## TEXT SHOWN
____

@f-fjs/intl-messageformat-parser

Parses ICU Message strings into an AST via JavaScript.

Usage no npm install needed!

<script type="module">
  import fFjsIntlMessageformatParser from 'https://cdn.skypack.dev/@f-fjs/intl-messageformat-parser';
</script>

README

Intl MessageFormat Parser

Parses ICU Message strings into an AST via JavaScript.

npm Version size

Overview

This package implements a parser in JavaScript that parses the industry standard ICU Message strings — used for internationalization — into an AST. The produced AST can then be used by a compiler, like @f-fjs/intl-messageformat, to produce localized formatted strings for display to users.

This parser is written in PEG.js, a parser generator for JavaScript.

Usage

import {parse} from '@f-fjs/intl-messageformat-parser';
const ast = parse('this is {count, plural, one{# dog} other{# dogs}}');

Example

Given an ICU Message string like this:

On {takenDate, date, short} {name} took {numPhotos, plural,
    =0 {no photos.}
    =1 {one photo.}
    other {# photos.}
}
// Assume `msg` is the string above.
parse(msg);

This parser will produce this AST:

[
  {
    "type": 0,
    "value": "On "
  },
  {
    "type": 3,
    "style": "short",
    "value": "takenDate"
  },
  {
    "type": 0,
    "value": " "
  },
  {
    "type": 1,
    "value": "name"
  },
  {
    "type": 0,
    "value": " took "

____

## DATA FOR THE TASK
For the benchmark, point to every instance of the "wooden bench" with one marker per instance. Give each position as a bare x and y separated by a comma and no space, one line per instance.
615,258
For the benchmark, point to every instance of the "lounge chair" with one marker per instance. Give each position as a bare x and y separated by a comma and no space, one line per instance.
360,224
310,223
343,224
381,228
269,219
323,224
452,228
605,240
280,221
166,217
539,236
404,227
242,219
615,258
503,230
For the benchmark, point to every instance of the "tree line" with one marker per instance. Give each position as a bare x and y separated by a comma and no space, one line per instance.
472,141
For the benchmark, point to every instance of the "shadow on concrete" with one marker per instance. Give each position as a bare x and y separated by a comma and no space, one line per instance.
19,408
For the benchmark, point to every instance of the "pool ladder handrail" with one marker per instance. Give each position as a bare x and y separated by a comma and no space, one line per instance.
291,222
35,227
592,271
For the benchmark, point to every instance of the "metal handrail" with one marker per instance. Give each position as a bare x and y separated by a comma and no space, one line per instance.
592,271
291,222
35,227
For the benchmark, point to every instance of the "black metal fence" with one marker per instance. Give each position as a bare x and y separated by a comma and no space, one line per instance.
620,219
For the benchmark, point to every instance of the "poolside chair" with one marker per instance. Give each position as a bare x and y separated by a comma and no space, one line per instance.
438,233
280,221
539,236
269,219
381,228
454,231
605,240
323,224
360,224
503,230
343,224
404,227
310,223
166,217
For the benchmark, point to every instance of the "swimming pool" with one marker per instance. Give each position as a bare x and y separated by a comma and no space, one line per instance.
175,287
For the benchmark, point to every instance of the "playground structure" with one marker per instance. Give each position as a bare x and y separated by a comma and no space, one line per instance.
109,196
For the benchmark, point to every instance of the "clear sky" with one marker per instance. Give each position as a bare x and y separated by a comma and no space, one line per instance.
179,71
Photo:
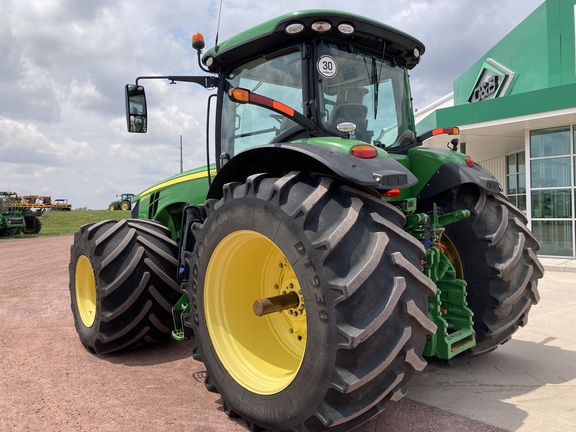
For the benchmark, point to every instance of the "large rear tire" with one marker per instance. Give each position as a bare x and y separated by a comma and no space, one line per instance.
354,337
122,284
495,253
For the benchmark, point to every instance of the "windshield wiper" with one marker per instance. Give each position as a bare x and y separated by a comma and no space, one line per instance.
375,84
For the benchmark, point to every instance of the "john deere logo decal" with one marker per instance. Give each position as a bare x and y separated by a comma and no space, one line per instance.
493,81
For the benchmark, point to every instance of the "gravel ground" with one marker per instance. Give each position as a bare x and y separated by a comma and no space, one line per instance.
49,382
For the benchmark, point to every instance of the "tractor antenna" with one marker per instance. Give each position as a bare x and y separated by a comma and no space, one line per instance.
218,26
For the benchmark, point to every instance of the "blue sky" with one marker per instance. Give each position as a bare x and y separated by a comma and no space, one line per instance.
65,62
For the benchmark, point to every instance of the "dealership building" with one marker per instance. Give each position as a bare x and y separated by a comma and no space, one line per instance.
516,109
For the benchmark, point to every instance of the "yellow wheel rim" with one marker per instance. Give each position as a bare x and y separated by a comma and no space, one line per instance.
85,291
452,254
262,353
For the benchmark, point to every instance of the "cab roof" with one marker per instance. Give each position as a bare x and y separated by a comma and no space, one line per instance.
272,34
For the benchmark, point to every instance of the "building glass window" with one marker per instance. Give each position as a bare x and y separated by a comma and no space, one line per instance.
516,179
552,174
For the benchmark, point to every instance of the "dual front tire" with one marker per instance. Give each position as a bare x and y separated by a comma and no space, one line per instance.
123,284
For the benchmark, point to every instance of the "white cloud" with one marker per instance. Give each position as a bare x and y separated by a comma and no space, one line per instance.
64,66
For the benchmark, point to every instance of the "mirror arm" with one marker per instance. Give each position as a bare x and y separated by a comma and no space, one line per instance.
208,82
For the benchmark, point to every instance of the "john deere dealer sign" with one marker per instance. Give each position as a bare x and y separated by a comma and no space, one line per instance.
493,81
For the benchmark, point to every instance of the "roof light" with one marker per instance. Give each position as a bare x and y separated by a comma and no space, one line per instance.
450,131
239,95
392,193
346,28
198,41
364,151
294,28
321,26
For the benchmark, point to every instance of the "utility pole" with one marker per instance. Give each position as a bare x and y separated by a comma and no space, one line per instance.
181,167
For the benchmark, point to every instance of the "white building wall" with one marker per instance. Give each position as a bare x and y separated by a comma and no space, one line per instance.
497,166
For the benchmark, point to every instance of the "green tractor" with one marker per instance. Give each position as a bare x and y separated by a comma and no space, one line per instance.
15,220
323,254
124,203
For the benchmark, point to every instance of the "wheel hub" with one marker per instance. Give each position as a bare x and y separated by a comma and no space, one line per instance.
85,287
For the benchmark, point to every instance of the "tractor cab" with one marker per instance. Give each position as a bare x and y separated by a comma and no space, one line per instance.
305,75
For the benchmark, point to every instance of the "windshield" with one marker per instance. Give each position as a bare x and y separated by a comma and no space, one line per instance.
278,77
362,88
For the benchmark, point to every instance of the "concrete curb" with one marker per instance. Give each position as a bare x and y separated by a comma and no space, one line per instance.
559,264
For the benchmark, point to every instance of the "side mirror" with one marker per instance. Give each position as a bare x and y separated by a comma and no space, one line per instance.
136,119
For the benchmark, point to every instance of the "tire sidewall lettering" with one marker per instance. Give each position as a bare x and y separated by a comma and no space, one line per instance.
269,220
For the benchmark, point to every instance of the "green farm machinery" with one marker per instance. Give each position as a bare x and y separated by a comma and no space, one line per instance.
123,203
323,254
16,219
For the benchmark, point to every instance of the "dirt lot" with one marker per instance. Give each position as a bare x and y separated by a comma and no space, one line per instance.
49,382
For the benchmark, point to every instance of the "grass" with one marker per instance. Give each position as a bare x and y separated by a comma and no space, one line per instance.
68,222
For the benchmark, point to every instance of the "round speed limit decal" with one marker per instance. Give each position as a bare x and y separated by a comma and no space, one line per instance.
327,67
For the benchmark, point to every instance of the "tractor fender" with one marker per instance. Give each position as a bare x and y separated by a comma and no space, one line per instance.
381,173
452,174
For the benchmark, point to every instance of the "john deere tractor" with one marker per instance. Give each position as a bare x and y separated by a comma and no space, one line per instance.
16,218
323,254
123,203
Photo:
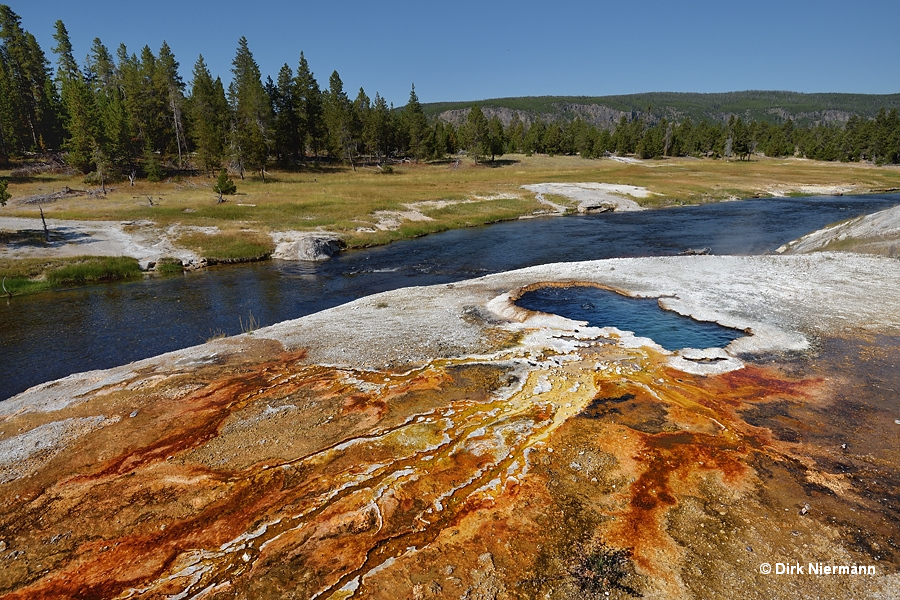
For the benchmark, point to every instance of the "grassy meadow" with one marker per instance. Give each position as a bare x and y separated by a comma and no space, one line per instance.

____

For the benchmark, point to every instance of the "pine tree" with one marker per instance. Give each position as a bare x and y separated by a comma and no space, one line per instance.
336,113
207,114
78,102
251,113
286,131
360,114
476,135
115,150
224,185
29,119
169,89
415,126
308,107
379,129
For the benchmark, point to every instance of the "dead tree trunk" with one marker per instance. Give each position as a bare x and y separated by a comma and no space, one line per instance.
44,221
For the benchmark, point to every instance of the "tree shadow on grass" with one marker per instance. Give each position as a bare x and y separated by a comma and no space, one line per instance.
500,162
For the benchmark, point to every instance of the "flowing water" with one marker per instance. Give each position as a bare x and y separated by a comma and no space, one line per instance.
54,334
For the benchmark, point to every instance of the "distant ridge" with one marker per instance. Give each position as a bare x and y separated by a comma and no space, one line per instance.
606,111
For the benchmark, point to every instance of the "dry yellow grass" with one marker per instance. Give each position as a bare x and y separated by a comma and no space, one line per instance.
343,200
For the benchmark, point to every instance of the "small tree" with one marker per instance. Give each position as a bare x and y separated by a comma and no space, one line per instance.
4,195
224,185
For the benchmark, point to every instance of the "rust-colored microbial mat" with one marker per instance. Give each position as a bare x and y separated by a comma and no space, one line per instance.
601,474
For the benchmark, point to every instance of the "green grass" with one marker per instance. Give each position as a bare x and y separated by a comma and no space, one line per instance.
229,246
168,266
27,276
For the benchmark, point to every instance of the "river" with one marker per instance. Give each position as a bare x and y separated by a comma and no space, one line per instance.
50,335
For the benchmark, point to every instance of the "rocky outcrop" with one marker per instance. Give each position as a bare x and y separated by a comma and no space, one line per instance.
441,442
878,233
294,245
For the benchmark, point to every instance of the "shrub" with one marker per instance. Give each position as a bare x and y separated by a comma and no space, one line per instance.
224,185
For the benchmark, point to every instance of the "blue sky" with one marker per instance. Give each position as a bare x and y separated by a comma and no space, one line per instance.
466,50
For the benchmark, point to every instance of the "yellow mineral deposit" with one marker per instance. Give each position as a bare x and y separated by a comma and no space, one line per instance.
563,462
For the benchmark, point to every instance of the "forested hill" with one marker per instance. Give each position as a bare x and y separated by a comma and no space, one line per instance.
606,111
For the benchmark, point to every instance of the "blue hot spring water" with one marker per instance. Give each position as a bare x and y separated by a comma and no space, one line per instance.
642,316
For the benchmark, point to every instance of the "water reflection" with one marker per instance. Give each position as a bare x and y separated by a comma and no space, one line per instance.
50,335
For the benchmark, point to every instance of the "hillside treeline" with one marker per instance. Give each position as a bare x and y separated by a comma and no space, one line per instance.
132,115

____

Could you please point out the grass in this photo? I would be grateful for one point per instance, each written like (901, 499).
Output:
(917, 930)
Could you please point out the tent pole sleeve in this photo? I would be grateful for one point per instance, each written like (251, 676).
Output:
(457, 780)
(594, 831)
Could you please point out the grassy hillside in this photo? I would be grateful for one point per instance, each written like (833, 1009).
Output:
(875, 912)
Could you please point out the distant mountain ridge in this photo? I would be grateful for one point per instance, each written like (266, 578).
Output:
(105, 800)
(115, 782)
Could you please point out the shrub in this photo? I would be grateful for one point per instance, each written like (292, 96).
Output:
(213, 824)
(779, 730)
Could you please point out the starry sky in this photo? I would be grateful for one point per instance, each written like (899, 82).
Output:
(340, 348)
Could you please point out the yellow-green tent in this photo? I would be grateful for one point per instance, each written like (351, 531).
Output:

____

## WRITTEN TASKS
a) Locate every row that contains the string "green" and copy each of those rows in full.
b) Continue the README for the ICU message parser from the point where it stops.

## PER-TASK ANSWERS
a)
For the benchmark, point to every instance of the "green tractor" with one marker per instance. Give each position as a bare x and y separated by a comma and no space, one line per instance.
For the benchmark, point to every instance of the "green farm machinery" with one marker per instance. Give each position as a bare x and y separated by a comma and no space, one line per instance.
For the benchmark, point to every instance of the "green grass" with one marker per instance. Give each position as a bare x and y separated by a comma and no space, one line per instance.
Could you please point out the yellow-green tent in this photo? I would be grateful for one point per instance, each written like (351, 531).

b)
  },
  {
    "type": 6,
    "pluralType": "cardinal",
    "value": "numPhotos",
    "offset": 0,
    "options": [
      {
        "id": "=0",
        "value": [
          {
            "type": 0,
            "value": "no photos."
          }
        ]
      },
      {
        "id": "=1",
        "value": [
          {
            "type": 0,
            "value": "one photo."
          }
        ]
      },
      {
        "id": "other",
        "value": [
          {
            "type": 0,
            "value": "# photos."
          }
        ]
      }
    ]
  }
]

Supported DateTime Skeleton

ICU provides a wide array of pattern to customize date time format. However, not all of them are available via ECMA402's Intl API. Therefore, our parser only support the following patterns

Symbol Meaning Notes
G Era designator
y year
M month in year
L stand-alone month in year
d day in month
E day of week
e local day of week e..eee is not supported
c stand-alone local day of week c..ccc is not supported
a AM/PM marker
h Hour [1-12]
H Hour [0-23]
K Hour [0-11]
k Hour [1-24]
m Minute
s Second
z Time Zone

Benchmarks

complex_msg AST length 2053
normal_msg AST length 410
simple_msg AST length 79
string_msg AST length 36
complex_msg x 3,926 ops/sec ±2.37% (90 runs sampled)
normal_msg x 27,641 ops/sec ±3.93% (86 runs sampled)
simple_msg x 100,764 ops/sec ±5.35% (79 runs sampled)
string_msg x 120,362 ops/sec ±7.11% (74 runs sampled)